**Task 1**
In the transcript below, how often should the intentionally created structures occur to keep bureaucracy from taking the lead?

----- Document section

Speaker A:How are you moving?
Speaker A:You're building forward if you're constantly, always in reactive mode.
Speaker A:And it was like, oh, my gosh.
Speaker A:Oh, my God, you're absolutely right.
Speaker A:You're absolutely right.
Speaker A:I mean, he starts reacting in the car on his way, and he doesn't stop reacting until his head hits the pillow at night, right?
Speaker A:Obviously, principles are.
Speaker A:It's more than a, you know, eight hour day.
Speaker A:So that busyness, right, that busyness we mistake for high impact often.
Speaker B:Yeah.
Speaker B:Or for the job itself.
Speaker B:Flexibility and reaction ends up being the job itself.
Speaker B:And, you know, I'm thinking about the tension between work that is vocational in nature, happening within a system that is entirely bureaucratic.
Speaker B:And so you're constantly having to serve two masters.
Speaker B:And if you don't intentionally create structures that are daily and weekly, then forget it.
Speaker B:Because the inertia of the bureaucracy of those responsibilities is just gonna take the lead.
Speaker B:It's just gonna take the lead.
Speaker C:And then to top that, you have to stand, I always say, ten toes down.
Speaker C:Right.
Speaker C:And take that risk, as we've talked about in previous episodes, take that risk of saying no.
Speaker C:I do appreciate that this is the mandate at the time, but this is what I really need to do for my students and have the evidence to support that.
Speaker C:Oftentimes educators have this intuition, but then where's the data and the evidence to support the decisions that you're making?
Speaker C:Validate that this is what we need to do right now.
Speaker C:And then maybe as an educational administrator, we could have a different conversation.
Speaker C:That means a lot.
Speaker C:Right.
Speaker C:How many times are you logging student performance?
Speaker C:Right.
Speaker C:Where are you getting the ideas about behaviors?
Speaker C:Not naming the behaviors, but describing them so that we can really understand where the, where they're supposed to.
Speaker C:What bucket they go in.
Speaker C:You know, it takes.
Speaker C:This stuff is reciprocal.
Speaker C:So everyone has to own that intentionality, accountability, and the role they play in building a community where there is collective understanding, shared vision, and shared responsibilities.
Speaker B:And as a building leader, if.
Speaker B:If I have an instructional professional come to me and say, you know, here's what my gut is telling me, but I don't have any evidence other than the anecdotal evidence to support that person has me at.
Speaker B:Here's what my gut is telling me.

----------

**Task 2**
Filter the entries below, copying every line that contains the word "bird".

----- Data entries

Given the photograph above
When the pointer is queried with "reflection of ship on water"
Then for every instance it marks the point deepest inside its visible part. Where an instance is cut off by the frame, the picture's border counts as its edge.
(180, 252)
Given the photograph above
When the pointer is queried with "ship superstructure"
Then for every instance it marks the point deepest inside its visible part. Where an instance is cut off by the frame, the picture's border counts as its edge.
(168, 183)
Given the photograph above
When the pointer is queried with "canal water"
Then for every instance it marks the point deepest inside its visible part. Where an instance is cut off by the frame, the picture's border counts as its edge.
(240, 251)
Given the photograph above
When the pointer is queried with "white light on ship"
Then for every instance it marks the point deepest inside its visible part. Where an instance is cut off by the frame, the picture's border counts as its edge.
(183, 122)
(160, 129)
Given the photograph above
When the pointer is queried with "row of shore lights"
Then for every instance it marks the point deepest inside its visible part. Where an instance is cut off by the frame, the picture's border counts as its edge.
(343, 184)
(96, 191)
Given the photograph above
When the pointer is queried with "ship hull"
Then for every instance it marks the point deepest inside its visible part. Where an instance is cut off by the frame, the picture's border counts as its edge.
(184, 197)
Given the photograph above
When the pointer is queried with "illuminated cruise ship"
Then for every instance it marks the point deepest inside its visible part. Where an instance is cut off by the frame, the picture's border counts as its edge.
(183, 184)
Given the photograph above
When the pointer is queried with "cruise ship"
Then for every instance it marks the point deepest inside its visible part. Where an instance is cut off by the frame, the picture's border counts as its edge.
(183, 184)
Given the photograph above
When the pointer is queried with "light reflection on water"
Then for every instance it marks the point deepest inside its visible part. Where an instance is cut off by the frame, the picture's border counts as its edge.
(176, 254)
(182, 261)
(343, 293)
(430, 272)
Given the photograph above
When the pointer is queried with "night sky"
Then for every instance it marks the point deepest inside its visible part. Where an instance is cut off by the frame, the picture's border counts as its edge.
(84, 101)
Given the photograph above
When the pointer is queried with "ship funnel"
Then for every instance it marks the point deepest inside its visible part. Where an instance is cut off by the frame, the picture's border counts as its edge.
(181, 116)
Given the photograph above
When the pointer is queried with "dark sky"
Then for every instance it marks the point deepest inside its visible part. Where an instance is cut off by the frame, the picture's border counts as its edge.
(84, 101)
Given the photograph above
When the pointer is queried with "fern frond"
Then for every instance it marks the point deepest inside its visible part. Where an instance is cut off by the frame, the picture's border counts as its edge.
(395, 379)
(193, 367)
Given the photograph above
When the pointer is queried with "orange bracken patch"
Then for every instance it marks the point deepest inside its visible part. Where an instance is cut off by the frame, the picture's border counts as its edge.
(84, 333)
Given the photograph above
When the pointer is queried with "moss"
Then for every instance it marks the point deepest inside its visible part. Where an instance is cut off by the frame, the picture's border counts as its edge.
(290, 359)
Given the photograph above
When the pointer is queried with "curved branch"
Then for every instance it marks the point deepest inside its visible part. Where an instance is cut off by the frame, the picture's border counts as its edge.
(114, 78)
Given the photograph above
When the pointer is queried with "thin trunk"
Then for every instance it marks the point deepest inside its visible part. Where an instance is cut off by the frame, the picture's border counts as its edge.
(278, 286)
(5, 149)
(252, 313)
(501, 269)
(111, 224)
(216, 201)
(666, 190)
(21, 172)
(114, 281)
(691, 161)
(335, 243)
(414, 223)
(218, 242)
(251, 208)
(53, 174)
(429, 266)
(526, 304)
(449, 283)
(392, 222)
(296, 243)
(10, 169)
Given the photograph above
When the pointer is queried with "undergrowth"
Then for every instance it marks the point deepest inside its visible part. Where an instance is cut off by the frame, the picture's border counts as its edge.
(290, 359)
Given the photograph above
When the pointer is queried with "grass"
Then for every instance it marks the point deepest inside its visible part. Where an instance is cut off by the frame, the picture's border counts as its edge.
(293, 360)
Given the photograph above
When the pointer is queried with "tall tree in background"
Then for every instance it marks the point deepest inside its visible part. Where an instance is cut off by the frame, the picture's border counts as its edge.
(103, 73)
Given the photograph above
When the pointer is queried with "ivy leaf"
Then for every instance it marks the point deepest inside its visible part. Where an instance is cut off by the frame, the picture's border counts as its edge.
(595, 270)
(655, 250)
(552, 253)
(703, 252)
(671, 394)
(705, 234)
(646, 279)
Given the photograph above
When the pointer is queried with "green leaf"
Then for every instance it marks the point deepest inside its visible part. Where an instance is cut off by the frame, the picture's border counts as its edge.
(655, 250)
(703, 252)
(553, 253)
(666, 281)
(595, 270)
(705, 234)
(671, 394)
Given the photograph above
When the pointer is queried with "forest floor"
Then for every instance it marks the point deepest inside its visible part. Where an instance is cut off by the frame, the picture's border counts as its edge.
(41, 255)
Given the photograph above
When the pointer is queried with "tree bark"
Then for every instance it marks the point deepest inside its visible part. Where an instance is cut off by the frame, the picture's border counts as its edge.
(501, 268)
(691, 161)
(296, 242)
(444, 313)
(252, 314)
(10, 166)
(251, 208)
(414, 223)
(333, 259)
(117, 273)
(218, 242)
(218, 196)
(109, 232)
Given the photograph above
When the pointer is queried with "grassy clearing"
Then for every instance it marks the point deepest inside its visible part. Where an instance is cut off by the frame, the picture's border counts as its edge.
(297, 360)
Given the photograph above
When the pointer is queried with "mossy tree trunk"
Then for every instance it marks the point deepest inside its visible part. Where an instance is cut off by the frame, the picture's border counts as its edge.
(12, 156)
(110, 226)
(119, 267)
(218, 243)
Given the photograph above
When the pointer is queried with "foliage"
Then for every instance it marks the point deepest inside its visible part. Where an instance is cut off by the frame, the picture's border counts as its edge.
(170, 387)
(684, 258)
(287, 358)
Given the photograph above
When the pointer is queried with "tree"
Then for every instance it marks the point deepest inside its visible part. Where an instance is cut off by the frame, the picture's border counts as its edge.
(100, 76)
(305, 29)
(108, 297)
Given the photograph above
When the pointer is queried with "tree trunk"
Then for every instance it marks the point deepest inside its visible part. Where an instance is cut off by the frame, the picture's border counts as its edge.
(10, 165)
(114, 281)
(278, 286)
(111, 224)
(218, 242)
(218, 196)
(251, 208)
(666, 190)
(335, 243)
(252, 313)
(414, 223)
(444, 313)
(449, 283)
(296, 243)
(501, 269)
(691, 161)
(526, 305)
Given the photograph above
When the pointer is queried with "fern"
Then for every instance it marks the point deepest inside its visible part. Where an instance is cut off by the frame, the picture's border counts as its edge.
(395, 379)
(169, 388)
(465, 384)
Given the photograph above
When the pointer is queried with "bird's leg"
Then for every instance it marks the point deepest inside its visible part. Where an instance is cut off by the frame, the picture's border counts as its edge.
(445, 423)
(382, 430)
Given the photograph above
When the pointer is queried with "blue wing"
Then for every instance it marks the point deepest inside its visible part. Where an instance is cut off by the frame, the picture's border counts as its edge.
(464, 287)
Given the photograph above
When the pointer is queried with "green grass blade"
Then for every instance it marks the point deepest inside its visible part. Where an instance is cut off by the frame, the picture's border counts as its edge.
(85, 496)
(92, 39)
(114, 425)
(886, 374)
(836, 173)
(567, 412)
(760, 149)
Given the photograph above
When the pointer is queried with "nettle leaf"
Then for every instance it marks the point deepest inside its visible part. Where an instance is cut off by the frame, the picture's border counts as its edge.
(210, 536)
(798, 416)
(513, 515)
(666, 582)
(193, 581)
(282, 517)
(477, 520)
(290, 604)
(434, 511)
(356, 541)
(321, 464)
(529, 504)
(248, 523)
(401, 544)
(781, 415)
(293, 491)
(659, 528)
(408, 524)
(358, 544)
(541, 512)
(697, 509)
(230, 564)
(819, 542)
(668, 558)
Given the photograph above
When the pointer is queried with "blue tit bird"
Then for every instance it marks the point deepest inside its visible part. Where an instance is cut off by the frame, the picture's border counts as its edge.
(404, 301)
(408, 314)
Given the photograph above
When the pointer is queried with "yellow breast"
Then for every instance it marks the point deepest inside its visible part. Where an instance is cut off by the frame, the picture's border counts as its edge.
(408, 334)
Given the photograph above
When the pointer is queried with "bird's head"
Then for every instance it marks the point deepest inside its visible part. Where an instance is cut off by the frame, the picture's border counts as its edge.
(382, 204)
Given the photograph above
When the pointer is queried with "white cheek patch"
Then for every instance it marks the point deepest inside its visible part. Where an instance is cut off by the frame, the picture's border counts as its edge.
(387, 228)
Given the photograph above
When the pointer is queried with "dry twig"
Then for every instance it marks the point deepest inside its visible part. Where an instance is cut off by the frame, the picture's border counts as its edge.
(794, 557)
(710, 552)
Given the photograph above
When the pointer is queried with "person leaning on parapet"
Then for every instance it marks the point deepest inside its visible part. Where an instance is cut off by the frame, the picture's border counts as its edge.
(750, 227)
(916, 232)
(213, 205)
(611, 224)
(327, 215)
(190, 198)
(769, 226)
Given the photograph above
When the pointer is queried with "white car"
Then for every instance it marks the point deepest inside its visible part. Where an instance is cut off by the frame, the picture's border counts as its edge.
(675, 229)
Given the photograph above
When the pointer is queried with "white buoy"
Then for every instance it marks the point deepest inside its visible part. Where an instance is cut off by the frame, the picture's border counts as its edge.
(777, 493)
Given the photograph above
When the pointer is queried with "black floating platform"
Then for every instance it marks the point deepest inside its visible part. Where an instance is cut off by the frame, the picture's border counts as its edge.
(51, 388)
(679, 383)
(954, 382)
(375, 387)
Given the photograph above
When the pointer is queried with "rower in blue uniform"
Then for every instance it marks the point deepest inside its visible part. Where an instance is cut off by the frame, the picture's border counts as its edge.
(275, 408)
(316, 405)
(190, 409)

----------

**Exercise output 1**
Daily and weekly.

**Exercise output 2**
When the pointer is queried with "bird's leg"
When the pointer is queried with "blue tit bird"
When the pointer is queried with "bird's head"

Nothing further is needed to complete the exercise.